> **Problem details**:
Once you find the line that contains "Every instance of the white arrow", transcribe it and each line after it through the end of the listing, exactly as written.

[Supplied data Boundary: Start]

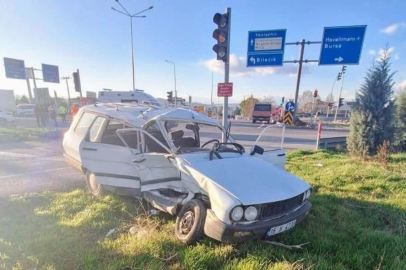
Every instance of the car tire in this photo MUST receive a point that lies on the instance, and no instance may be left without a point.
(95, 188)
(190, 220)
(3, 122)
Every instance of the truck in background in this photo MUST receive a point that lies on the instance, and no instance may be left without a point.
(7, 100)
(262, 112)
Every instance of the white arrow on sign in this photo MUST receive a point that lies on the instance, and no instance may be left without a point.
(339, 59)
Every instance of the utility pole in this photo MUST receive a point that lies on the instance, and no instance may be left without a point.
(29, 90)
(174, 76)
(226, 75)
(33, 78)
(66, 78)
(126, 13)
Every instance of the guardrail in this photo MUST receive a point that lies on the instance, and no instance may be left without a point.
(332, 143)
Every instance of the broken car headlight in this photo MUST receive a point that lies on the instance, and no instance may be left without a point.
(306, 194)
(251, 213)
(237, 213)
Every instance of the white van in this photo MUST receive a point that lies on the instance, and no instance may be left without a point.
(174, 159)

[Supplied data Boundary: End]

> **Output**:
Every instance of the white arrow on sign in this photo MUST receive a point that lies on the instance, and no instance may be left without a point.
(339, 59)
Every instance of the utility pole in this photo MUST receive a point that lies on the instance, and no instance may be left without a point.
(29, 90)
(174, 76)
(226, 75)
(33, 78)
(66, 78)
(126, 13)
Every instance of the guardrail in this photo MUST receive a point that lies on the instance, and no instance may be left without a point.
(332, 143)
Every instance of the broken car headlight in this photo MUST receive a point that lies on the instance, and no instance may be left without a point.
(306, 194)
(251, 213)
(237, 213)
Every instance of the white van in this photo MUST receive a point that lies on the instance, and no instance may be left without a point.
(174, 159)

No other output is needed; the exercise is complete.